--- Passage shown Enclosed Below ---

Those looking to enter the biomed field now have fewer options when selecting an educational program, according to the Association for the Advancement of Medical Instrumentation (AAMI). The 11 Brown Mackie College campuses that offered degrees in biomedical technology are no longer enrolling new students in this program, and DeVry University is discontinuing its bachelor’s in biomedical engineering at seven of the 13 campuses where it was offered.

One of the reasons cited for these changes is low enrollment. Barbara Christe, Indiana University-Purdue University Indianapolis’ health care engineering technology management program director and 24×7 board member , says she also has difficulty attracting students. “Truly one of the greatest challenges I face is recruiting students into my program,” she says. “However, the lack of academic programs is a catch-22?the discipline cannot attract large numbers of high school students if there are no academic programs for the student to attend.”

--- End of Enclosed Passage shown ---

• _Problems and tasks_
1 > Answer these questions from the passage on biomed education programs, one line each:
(a) How many Brown Mackie College campuses offered degrees in biomedical technology?
(b) At how many campuses is DeVry University discontinuing its bachelor's in biomedical engineering, and at how many was it offered?
(c) What program does Barbara Christe direct?
2 > In the passage on biomed education programs, why does Christe call the lack of academic programs a catch-22?
3 > Carry the passage on biomed education programs forward from its last sentence.

--- Data provided Enclosed Below ---

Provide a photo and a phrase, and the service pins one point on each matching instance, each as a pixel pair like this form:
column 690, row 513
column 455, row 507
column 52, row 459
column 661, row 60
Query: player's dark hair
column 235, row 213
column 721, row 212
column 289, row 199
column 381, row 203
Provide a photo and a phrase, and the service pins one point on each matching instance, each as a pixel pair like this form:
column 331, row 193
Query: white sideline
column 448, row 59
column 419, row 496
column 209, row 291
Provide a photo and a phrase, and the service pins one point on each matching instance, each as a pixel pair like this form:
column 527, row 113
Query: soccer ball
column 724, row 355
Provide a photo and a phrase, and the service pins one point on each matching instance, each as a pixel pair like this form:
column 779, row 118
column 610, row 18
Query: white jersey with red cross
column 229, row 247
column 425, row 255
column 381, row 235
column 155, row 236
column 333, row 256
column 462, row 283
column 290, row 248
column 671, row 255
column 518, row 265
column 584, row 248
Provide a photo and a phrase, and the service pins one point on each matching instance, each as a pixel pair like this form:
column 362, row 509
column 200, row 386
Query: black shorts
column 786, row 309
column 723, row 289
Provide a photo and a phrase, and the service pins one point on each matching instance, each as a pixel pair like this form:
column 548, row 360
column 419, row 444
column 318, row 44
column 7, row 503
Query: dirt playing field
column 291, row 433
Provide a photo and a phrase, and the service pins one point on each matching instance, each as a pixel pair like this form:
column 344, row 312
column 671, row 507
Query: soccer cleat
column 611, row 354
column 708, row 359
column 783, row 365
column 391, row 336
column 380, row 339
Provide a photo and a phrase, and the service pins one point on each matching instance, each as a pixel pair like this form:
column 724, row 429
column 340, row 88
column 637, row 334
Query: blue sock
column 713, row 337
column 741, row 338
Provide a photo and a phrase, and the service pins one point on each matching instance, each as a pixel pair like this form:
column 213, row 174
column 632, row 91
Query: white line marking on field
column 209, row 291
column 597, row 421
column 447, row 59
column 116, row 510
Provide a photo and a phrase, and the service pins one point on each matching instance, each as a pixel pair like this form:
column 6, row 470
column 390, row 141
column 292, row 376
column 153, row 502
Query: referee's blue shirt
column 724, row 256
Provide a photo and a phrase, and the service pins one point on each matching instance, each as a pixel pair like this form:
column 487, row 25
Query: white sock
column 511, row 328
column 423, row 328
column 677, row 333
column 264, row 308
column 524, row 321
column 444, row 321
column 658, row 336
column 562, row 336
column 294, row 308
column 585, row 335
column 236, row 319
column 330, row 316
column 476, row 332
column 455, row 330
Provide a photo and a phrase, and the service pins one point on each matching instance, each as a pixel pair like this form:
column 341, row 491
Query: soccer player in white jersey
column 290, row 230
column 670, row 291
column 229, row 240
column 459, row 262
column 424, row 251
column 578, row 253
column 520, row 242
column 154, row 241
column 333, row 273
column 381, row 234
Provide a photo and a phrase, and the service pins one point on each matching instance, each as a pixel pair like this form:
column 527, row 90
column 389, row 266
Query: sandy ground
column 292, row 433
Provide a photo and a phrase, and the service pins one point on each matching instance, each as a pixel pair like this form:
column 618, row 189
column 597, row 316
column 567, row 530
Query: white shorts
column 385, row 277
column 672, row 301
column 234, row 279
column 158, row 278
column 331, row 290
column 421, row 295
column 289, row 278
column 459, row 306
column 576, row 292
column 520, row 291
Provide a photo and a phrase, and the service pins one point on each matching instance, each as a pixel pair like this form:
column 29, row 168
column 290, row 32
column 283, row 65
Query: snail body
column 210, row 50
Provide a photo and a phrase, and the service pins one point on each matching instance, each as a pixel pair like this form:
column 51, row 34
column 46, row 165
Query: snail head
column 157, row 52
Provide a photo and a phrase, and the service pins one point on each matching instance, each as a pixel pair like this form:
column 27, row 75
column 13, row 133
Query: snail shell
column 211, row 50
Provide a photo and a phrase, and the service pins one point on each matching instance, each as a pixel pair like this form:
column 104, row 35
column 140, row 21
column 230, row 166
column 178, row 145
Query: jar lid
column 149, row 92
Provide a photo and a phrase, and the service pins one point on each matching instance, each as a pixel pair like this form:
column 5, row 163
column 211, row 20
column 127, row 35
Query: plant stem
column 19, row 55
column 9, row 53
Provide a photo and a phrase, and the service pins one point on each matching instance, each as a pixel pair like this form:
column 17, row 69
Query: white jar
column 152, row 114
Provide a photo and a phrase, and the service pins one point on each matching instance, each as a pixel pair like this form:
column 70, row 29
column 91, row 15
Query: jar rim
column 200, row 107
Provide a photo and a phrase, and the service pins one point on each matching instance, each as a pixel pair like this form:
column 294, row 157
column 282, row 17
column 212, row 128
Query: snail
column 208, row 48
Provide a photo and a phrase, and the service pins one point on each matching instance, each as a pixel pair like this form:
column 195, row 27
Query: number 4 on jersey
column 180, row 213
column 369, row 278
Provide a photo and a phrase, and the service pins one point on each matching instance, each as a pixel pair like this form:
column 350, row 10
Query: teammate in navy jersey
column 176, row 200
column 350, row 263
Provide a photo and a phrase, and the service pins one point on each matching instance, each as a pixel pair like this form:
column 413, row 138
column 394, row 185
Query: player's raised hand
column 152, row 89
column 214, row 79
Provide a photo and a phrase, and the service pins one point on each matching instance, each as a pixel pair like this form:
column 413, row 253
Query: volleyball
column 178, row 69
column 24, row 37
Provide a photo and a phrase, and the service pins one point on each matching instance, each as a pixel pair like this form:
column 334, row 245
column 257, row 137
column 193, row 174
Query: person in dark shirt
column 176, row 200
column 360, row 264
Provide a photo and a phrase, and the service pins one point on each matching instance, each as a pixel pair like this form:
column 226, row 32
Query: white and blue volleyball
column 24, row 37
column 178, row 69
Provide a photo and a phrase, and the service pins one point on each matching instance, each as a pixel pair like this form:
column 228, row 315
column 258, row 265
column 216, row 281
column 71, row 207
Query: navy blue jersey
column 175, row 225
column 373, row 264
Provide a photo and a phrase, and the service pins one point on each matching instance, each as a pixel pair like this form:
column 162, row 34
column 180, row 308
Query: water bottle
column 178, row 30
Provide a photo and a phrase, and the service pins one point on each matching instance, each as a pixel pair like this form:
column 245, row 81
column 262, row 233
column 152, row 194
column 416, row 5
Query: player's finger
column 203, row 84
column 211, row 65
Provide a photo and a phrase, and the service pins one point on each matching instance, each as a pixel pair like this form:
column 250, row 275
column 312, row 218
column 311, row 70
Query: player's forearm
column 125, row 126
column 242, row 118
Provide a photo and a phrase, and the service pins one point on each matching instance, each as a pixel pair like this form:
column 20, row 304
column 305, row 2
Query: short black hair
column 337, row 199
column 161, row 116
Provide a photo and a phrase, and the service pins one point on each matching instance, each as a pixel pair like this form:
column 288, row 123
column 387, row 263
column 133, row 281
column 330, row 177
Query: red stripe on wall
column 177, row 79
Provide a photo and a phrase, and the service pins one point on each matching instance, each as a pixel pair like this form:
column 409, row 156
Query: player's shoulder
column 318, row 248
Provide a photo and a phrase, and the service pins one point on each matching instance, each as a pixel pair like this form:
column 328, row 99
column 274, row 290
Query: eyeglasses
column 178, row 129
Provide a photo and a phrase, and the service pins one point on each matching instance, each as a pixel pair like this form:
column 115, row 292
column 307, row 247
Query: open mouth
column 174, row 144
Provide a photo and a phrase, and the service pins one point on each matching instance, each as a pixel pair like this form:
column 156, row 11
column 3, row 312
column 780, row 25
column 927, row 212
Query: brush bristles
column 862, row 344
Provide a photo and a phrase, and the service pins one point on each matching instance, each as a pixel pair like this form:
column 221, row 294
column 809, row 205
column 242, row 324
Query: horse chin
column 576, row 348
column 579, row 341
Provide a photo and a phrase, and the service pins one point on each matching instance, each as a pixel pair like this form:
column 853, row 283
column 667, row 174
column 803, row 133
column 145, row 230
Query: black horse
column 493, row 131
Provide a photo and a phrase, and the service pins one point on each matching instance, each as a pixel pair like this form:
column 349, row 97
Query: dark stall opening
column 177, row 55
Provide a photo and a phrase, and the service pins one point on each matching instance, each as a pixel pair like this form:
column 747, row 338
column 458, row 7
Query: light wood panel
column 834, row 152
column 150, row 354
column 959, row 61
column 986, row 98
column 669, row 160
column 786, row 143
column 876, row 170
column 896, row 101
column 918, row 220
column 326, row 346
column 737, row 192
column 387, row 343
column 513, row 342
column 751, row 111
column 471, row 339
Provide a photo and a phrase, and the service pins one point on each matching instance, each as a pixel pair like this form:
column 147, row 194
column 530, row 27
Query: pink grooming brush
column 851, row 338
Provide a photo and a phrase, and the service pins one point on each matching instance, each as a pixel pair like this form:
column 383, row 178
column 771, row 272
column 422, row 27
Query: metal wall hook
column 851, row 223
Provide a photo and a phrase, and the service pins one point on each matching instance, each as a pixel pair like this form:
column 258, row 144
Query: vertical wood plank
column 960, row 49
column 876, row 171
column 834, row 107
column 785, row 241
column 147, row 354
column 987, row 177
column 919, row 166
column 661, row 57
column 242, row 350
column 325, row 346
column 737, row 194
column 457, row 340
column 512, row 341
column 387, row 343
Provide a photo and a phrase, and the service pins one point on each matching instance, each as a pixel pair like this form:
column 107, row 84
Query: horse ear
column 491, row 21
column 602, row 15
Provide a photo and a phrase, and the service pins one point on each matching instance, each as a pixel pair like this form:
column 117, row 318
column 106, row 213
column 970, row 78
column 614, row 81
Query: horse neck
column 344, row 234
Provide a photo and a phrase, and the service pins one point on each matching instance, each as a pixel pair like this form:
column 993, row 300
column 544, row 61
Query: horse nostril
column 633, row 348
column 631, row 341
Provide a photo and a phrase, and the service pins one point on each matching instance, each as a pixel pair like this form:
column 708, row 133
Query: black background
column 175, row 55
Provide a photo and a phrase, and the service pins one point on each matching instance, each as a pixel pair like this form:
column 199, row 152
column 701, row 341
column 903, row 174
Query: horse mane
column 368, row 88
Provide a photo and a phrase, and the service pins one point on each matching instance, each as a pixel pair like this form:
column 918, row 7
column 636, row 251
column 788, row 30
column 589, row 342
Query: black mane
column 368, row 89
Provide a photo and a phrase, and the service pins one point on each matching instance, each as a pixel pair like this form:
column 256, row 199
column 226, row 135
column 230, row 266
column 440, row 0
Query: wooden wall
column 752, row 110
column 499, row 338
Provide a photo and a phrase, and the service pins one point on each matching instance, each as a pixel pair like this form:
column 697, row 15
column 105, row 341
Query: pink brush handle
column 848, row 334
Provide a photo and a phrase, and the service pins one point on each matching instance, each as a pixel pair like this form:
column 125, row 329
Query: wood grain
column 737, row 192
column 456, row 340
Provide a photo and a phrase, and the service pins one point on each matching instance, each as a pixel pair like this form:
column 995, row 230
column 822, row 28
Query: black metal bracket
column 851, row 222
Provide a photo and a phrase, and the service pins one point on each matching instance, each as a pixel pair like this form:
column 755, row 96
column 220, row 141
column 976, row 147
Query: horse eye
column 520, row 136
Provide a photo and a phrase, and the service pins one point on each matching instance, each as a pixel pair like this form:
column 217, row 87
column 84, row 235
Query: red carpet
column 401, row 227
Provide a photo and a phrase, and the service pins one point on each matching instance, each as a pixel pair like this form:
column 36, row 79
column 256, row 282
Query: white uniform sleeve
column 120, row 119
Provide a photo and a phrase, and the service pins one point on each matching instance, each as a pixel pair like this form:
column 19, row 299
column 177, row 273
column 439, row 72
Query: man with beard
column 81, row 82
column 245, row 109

--- End of Enclosed Data provided ---

• _Task answers_
1 >
(a) 11
(b) Seven of the 13 campuses where it was offered
(c) Indiana University-Purdue University Indianapolis' health care engineering technology management program

2 > The discipline cannot attract large numbers of high school students if there are no academic programs for them to attend. Meanwhile, low enrollment is one reason cited for the programs being cut.

3 >
There are questions about whether most students are even aware of health care technology management (HTM) as a career option, and whether current leaders need to do more to promote the field. “Lack of awareness is a huge problem,” Christe says. “Money magazine didn’t call us one of the top five jobs you’ve never heard of for no reason.”

There may be another challenge in appealing to students due to what many experts see as a change of mindset in how people—especially millennials—view their careers. Gone are the days of getting a job and staying with the same company until retirement. People are changing jobs more frequently and are also working in a number of different industries throughout their careers.

William Phillips, associate national dean for program development at DeVry University, agrees and correlates low enrollment in biomedical technology and clinical engineering technology programs to students’ fears that they will be pigeonholed for the rest of their careers. “They look at it like: ‘I’m locking myself into this career for life.’”

For Phillips, the solution is not to prepare students to work in a specific industry, but to give them the tools that they will need to succeed in a wider career field. For example, he says, the steps involved in tasks such as troubleshooting or fixing a circuit are the same whether a person is working in transportation, manufacturing, or healthcare, so it is important to focus on teaching students these core competencies of engineering technology and then letting them learn about industry specifics as part of a specialization in their program of study, internships or co-ops, certificates, or “boot camps.”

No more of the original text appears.